Exercise directions
Turn the records below into a Markdown table with a Row column for the line number and a Text column for the line itself. Skip blank lines and leave the pictures out.

══ Records shown

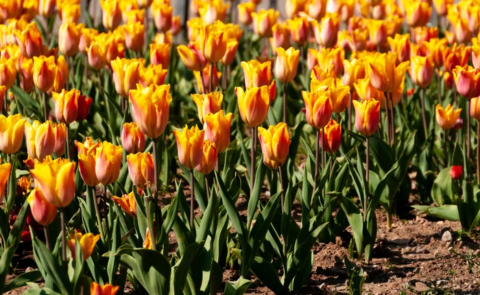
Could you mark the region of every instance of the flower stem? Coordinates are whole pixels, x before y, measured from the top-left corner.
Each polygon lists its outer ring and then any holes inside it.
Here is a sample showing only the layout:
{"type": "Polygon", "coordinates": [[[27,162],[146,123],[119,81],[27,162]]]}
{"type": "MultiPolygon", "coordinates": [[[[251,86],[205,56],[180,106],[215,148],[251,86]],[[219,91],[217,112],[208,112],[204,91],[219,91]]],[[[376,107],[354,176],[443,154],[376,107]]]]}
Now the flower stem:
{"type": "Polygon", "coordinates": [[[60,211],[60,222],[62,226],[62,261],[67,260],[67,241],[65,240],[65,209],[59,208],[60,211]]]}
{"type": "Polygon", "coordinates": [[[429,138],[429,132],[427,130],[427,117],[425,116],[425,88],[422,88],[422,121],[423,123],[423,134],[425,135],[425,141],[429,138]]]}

════

Correct output
| Row | Text |
|---|---|
| 1 | Could you mark the region of every instance of the flower stem? Coordinates are whole pixels, x before y, measured from the top-left corner. |
| 2 | Each polygon lists its outer ring and then any holes inside it. |
| 3 | Here is a sample showing only the layout: |
| 4 | {"type": "Polygon", "coordinates": [[[27,162],[146,123],[119,81],[27,162]]]} |
| 5 | {"type": "MultiPolygon", "coordinates": [[[[251,86],[205,56],[180,106],[215,148],[251,86]],[[219,91],[217,112],[208,112],[204,91],[219,91]]],[[[376,107],[354,176],[443,154],[376,107]]]]} |
| 6 | Now the flower stem: |
| 7 | {"type": "Polygon", "coordinates": [[[60,211],[60,222],[62,226],[62,261],[67,260],[67,241],[65,240],[65,209],[59,208],[60,211]]]} |
| 8 | {"type": "Polygon", "coordinates": [[[429,138],[429,132],[427,130],[427,117],[425,116],[425,88],[422,88],[422,121],[423,123],[423,134],[425,135],[425,141],[429,138]]]} |